***** EXTRACTED MATERIAL
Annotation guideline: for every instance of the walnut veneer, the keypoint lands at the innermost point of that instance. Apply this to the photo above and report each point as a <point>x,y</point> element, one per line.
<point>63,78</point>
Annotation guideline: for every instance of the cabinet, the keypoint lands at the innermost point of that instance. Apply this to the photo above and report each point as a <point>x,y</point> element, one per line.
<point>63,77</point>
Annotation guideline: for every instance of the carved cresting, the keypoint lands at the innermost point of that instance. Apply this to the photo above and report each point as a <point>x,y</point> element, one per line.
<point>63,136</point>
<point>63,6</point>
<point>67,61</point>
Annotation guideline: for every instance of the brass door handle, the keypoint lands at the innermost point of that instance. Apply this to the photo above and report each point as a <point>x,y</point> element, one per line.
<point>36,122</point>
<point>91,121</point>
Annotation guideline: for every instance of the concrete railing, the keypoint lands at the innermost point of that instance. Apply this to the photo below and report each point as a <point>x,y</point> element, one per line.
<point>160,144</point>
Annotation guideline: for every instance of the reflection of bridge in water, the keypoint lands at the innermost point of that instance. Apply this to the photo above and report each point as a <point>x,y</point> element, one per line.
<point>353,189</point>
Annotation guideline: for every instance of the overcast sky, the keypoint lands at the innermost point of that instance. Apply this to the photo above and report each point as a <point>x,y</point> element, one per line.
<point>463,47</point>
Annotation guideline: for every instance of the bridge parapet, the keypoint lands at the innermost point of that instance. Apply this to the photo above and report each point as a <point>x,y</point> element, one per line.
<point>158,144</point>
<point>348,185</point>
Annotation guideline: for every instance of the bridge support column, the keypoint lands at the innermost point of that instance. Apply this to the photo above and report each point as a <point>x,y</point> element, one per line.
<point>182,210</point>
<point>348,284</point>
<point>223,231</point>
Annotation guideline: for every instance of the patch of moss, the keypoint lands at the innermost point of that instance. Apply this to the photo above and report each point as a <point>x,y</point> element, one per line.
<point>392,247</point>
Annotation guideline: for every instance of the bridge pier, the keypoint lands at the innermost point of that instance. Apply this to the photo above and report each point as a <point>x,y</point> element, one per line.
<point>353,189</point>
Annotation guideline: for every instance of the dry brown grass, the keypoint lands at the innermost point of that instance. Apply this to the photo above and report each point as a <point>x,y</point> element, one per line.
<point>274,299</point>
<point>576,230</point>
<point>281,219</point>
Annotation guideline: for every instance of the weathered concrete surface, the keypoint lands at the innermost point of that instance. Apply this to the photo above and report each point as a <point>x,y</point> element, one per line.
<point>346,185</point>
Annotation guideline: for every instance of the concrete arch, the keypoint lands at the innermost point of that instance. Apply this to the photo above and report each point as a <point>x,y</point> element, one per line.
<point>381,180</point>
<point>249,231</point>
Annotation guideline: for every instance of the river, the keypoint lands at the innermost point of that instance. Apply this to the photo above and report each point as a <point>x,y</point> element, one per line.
**********
-- WORK INSTRUCTION --
A complete, exact transcription of the data above is the required answer.

-- ANSWER SPACE --
Annotation guideline: for every instance of the walnut veneer, the keypoint lands at the innermost point of that instance. Apply this to the photo above and report each point as a <point>x,y</point> element, one per line.
<point>63,78</point>
Annotation guideline: for every instance of the cabinet, the keypoint lands at the innermost point of that instance. Apply this to the photo above and report each point as a <point>x,y</point> element, one per line.
<point>63,77</point>
Annotation guideline: for every instance of the carved cresting, the keypoint lands at the innermost point of that instance. Apply this to the photo above and report each point as a <point>x,y</point> element, one per line.
<point>63,136</point>
<point>63,6</point>
<point>67,61</point>
Annotation guideline: for every instance of the brass door handle, the keypoint lands at the innermost point of that instance. Apply this to the photo above and report each point as a <point>x,y</point> element, one per line.
<point>36,122</point>
<point>91,121</point>
Annotation guideline: for every instance of the concrete railing, the keypoint lands at the innermost point of that instance. Apply this to the photo below and report each point as a <point>x,y</point> element, one per line.
<point>160,144</point>
Annotation guideline: for every instance of the reflection of bridge in water, the keypoint lands at the innermost point of that instance. Apply this to the photo above and report each point as a <point>x,y</point> element, one per line.
<point>353,189</point>
Annotation guideline: for every instance of the overcast sky, the keypoint lands at the innermost point of that instance. Apply this to the photo above and report each point as a <point>x,y</point> element, one per line.
<point>463,47</point>
Annotation guideline: for every instance of the bridge parapet, the keypoint lands at the innermost point of that instance. Apply this to the photo above and report each point as a <point>x,y</point> element, one per line.
<point>158,144</point>
<point>348,185</point>
Annotation guideline: for every instance of the bridge support column, the keypoint lands at the innermost point of that instance. Apply this to the photo above and report each point as a <point>x,y</point> element, one per line.
<point>182,210</point>
<point>348,284</point>
<point>223,231</point>
Annotation guideline: for every instance of the patch of moss, the keypoint lands at the innermost point of that instance. Apply this to the photo above and report each point as a <point>x,y</point> element, one per line.
<point>392,247</point>
Annotation guideline: for every instance of the bridge pier, the keypoint lands at the innermost point of that instance. Apply this to the photo above and report each point as a <point>x,y</point> element, one per line.
<point>353,189</point>
Annotation guideline: for every instance of the dry brown grass, the keypoint lands at the innermost point of that instance. Apply this to the photo above and report each point as a <point>x,y</point> element, one per line.
<point>274,299</point>
<point>576,230</point>
<point>281,219</point>
Annotation guideline: for every instance of the weathered concrete surface, the keypoint lands at the innermost point of that instance. Apply this to the photo above and report each point as a <point>x,y</point> element, one per line.
<point>346,185</point>
Annotation guideline: for every instance of the concrete arch, the keypoint lands at the innermost point of that instance. Apply this to the photo above and report each point as a <point>x,y</point> element, one per line.
<point>381,180</point>
<point>249,231</point>
Annotation guideline: for every instance of the river, the keypoint lands at the innermost point of that instance. Apply this to the photo above and report each point as a <point>x,y</point> element, one per line.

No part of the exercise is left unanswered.